List every line below that contains the word "building", copying each one in full.

···

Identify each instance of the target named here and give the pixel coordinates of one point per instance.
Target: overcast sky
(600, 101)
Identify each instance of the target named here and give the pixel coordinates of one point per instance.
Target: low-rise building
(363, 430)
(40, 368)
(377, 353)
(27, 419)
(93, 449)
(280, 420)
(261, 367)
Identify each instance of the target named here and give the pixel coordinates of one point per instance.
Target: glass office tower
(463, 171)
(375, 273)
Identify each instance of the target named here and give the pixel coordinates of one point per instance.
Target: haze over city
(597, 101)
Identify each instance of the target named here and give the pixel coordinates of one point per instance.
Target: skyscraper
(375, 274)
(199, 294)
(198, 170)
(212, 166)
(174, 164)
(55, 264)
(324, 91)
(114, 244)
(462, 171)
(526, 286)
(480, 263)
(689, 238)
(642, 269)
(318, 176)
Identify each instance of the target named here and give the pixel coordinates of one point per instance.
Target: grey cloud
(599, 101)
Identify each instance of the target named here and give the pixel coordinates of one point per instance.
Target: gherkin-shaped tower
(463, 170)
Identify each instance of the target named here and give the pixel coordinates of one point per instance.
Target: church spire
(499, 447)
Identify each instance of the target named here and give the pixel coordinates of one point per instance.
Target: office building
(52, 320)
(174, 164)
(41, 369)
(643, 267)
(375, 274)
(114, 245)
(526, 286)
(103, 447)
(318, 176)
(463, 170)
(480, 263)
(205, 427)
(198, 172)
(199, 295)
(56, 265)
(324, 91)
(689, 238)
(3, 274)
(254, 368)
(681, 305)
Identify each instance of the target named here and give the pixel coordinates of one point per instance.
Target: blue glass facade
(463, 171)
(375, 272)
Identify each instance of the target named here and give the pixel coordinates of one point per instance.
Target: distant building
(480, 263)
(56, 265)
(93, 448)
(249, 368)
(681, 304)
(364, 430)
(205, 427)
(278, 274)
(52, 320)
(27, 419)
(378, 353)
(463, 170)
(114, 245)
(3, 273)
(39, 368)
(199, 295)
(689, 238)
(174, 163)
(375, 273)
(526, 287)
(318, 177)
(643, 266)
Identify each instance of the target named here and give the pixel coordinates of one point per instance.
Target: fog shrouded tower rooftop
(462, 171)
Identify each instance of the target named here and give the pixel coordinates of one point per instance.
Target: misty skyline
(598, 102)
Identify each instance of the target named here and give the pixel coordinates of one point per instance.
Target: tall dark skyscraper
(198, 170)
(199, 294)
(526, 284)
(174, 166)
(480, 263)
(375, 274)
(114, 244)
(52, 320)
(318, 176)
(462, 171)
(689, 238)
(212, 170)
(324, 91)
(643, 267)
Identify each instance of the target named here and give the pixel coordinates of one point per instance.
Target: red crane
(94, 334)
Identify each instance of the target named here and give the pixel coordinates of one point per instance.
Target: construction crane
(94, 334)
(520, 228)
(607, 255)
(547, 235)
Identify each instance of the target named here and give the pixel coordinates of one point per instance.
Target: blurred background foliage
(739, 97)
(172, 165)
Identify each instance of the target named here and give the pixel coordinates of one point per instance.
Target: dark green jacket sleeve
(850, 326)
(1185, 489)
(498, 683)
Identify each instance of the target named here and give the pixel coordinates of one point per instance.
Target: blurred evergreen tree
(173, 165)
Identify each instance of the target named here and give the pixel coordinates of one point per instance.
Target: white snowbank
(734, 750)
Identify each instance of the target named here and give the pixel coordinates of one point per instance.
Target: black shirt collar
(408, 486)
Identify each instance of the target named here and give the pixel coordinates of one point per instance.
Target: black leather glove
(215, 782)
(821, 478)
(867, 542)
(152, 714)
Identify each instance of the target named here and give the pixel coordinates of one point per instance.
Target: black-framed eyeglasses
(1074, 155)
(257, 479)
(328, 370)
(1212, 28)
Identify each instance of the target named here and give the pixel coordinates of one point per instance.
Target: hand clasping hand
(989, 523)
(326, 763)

···

> SOLUTION TO THE PROBLEM
Target: low-rise building
Target: office building
Target: distant building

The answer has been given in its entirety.